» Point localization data
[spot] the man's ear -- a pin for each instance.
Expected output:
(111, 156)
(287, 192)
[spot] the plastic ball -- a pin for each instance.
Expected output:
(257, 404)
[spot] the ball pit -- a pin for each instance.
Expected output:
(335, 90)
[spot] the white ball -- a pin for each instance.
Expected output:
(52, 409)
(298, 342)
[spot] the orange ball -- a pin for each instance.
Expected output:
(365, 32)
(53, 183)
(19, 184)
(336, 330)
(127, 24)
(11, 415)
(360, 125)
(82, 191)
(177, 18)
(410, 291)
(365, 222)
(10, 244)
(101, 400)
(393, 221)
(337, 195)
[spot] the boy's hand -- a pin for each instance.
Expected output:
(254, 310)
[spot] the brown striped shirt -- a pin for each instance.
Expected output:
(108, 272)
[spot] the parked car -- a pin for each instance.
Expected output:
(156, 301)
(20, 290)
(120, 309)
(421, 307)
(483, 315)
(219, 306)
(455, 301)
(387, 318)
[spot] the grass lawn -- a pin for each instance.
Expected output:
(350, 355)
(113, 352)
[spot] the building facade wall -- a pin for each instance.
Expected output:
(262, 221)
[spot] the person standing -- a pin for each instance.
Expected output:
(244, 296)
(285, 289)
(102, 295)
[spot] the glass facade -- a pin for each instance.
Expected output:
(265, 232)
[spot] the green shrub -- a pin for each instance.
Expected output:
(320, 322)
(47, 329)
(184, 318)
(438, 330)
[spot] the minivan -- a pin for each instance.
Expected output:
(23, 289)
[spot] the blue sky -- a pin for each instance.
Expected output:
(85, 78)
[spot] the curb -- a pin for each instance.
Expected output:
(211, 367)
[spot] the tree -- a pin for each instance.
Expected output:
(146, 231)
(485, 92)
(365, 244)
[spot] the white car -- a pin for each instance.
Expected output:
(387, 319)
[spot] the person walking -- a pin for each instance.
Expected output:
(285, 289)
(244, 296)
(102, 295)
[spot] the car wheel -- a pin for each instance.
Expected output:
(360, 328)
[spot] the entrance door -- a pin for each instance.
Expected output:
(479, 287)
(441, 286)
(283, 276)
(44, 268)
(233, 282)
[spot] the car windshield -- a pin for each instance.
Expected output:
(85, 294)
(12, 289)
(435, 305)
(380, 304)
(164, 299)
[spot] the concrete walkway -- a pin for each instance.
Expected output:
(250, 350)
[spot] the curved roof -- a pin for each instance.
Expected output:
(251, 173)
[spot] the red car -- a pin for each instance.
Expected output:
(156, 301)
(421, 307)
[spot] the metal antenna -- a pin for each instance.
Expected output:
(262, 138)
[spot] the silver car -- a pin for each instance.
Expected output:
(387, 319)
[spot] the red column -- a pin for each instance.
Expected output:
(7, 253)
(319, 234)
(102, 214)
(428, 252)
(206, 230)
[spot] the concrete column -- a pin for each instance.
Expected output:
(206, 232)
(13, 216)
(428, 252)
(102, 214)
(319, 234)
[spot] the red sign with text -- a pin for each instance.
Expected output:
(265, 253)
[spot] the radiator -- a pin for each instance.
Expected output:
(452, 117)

» WORK TASK
Nothing in the data may be omitted; transcribe it exactly.

» OUTPUT FOR THIS TASK
[spot] the man's ear -- a pin for each instance.
Expected output:
(111, 156)
(287, 192)
[spot] the plastic ball -- a pin for each instance.
Expected output:
(257, 404)
[spot] the ball pit -- a pin for each instance.
Expected output:
(335, 90)
[spot] the white ball -- a pin for each instance.
Expected output:
(52, 409)
(298, 342)
[spot] the orange ball -- a pin for each instance.
Expected output:
(365, 32)
(53, 183)
(19, 184)
(336, 330)
(127, 24)
(11, 415)
(360, 125)
(82, 191)
(177, 18)
(410, 291)
(365, 222)
(10, 244)
(101, 400)
(393, 221)
(337, 195)
[spot] the boy's hand -- a pin for each instance.
Expected output:
(254, 310)
[spot] the brown striped shirt -- a pin for each instance.
Expected output:
(108, 272)
[spot] the parked car -- a pin for each instance.
Expected output:
(156, 301)
(20, 290)
(120, 309)
(421, 307)
(483, 315)
(219, 306)
(455, 301)
(387, 318)
[spot] the grass lawn -- a pin for each instance.
Expected output:
(350, 355)
(113, 352)
[spot] the building facade wall -- a pin for each instance.
Expected output:
(262, 221)
[spot] the person standing -- a pin for each instance.
Expected output:
(244, 296)
(285, 289)
(102, 295)
[spot] the glass facade -- a pin for each instance.
Expected output:
(265, 232)
[spot] the green shrub -- a pin for each instance.
Expected output:
(320, 322)
(47, 329)
(184, 318)
(438, 330)
[spot] the minivan -- a pin for each instance.
Expected output:
(23, 289)
[spot] the blue sky -- a pin for each instance.
Expected output:
(85, 78)
[spot] the curb -- a pin for each instance.
Expected output:
(211, 367)
[spot] the tree -- a pin for each instance.
Expected output:
(146, 231)
(485, 92)
(365, 244)
[spot] the white car -- a pin for each instance.
Expected output:
(387, 319)
[spot] the person walking -- a pin for each instance.
Expected output:
(285, 289)
(244, 296)
(102, 295)
[spot] the car wheel -- a pin for each instance.
Expected output:
(360, 328)
[spot] the entrance door -- a pin for each instance.
Expected output:
(479, 287)
(441, 286)
(283, 276)
(44, 268)
(233, 282)
[spot] the car windshield -- a pin for each instance.
Expected output:
(85, 294)
(12, 289)
(435, 305)
(380, 304)
(164, 299)
[spot] the concrete walkway -- a pin for each instance.
Expected output:
(250, 350)
[spot] the curved roof -- a pin for each instance.
Expected output:
(251, 173)
[spot] the red car -- a pin for each instance.
Expected output:
(156, 301)
(421, 307)
[spot] the metal antenna -- a pin for each instance.
Expected output:
(262, 138)
[spot] the silver car -- a pin for each instance.
Expected output:
(387, 319)
[spot] the red column -- a pin for each instance.
Expected output:
(7, 253)
(319, 234)
(102, 214)
(428, 252)
(206, 230)
[spot] the concrete column -- a pin for each instance.
Expected output:
(206, 232)
(13, 216)
(428, 252)
(102, 214)
(319, 234)
[spot] the red sign with text -- a pin for each instance.
Expected output:
(265, 253)
[spot] the radiator -- a pin for each instance.
Expected output:
(452, 117)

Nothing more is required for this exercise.